What to do
Show, from the records below, all lines that contain the word "button".

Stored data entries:
((

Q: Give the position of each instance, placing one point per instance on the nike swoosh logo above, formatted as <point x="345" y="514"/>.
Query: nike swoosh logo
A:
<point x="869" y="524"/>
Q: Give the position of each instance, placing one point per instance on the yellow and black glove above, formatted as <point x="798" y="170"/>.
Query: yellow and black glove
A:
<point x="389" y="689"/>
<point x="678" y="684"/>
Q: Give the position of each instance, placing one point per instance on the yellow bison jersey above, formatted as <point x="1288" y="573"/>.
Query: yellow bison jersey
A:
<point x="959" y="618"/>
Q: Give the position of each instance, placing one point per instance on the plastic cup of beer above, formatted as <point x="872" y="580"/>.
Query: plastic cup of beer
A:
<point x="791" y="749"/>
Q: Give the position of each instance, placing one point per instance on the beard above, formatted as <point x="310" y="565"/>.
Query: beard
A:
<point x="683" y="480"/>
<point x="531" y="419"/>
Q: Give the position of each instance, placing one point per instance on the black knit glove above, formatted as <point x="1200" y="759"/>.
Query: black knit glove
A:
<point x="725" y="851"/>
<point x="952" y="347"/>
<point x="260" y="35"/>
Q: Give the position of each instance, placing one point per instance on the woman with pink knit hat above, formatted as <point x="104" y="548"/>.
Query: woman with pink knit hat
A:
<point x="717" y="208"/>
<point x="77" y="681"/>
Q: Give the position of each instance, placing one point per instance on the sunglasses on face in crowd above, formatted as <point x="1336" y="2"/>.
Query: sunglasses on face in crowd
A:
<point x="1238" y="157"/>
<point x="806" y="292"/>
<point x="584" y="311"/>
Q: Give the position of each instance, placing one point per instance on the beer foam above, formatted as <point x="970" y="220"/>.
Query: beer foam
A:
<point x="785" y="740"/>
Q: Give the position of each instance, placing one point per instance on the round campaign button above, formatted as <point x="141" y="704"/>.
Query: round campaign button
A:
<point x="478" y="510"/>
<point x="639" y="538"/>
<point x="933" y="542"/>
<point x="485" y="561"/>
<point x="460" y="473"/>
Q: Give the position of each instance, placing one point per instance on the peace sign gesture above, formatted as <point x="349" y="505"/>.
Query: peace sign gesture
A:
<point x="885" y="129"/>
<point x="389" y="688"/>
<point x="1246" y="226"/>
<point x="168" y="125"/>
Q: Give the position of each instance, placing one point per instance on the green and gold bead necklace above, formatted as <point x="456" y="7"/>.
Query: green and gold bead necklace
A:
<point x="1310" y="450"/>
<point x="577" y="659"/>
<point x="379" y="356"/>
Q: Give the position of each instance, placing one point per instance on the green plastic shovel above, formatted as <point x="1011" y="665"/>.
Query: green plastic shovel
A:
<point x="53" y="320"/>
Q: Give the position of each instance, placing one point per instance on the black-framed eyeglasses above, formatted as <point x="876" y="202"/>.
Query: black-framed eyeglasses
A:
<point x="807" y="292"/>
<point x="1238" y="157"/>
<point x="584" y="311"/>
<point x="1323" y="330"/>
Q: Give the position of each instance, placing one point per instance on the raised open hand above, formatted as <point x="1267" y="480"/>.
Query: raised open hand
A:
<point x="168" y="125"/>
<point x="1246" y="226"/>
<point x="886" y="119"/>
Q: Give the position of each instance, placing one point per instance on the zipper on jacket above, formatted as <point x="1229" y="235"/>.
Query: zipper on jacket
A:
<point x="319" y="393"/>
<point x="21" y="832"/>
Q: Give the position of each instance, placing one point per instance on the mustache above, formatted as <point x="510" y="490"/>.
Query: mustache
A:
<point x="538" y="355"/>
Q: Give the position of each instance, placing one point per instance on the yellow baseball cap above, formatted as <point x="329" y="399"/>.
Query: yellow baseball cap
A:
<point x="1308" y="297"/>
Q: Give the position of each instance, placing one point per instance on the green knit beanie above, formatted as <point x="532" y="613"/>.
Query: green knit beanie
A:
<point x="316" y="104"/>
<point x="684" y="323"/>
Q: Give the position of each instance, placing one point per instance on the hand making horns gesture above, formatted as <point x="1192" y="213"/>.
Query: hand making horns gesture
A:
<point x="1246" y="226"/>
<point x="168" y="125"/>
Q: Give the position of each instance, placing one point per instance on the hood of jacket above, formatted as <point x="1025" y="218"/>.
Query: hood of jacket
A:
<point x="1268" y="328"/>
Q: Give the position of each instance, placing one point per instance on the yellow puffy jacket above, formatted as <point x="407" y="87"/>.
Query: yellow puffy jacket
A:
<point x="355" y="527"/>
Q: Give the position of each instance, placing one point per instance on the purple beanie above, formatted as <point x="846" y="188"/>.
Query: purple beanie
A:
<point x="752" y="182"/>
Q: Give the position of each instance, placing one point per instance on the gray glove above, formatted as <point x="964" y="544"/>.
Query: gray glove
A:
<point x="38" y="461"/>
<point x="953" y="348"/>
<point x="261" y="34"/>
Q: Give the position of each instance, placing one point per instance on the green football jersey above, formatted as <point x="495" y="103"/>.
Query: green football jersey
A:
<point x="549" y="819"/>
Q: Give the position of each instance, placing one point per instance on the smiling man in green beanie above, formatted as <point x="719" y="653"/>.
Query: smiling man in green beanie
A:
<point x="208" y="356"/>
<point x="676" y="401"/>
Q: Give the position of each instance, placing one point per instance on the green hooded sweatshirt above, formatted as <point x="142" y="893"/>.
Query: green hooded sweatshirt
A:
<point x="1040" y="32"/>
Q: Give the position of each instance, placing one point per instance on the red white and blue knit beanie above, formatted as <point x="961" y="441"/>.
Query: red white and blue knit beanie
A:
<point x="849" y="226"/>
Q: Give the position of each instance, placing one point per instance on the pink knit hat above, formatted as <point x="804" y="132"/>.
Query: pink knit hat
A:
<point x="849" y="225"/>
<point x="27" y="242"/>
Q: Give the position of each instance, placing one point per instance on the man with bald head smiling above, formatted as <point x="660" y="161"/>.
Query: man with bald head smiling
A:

))

Problem solution
Q: Give the position of each instance, placing one point per instance on the round campaign button above, formatted as <point x="141" y="704"/>.
Query: round campaign button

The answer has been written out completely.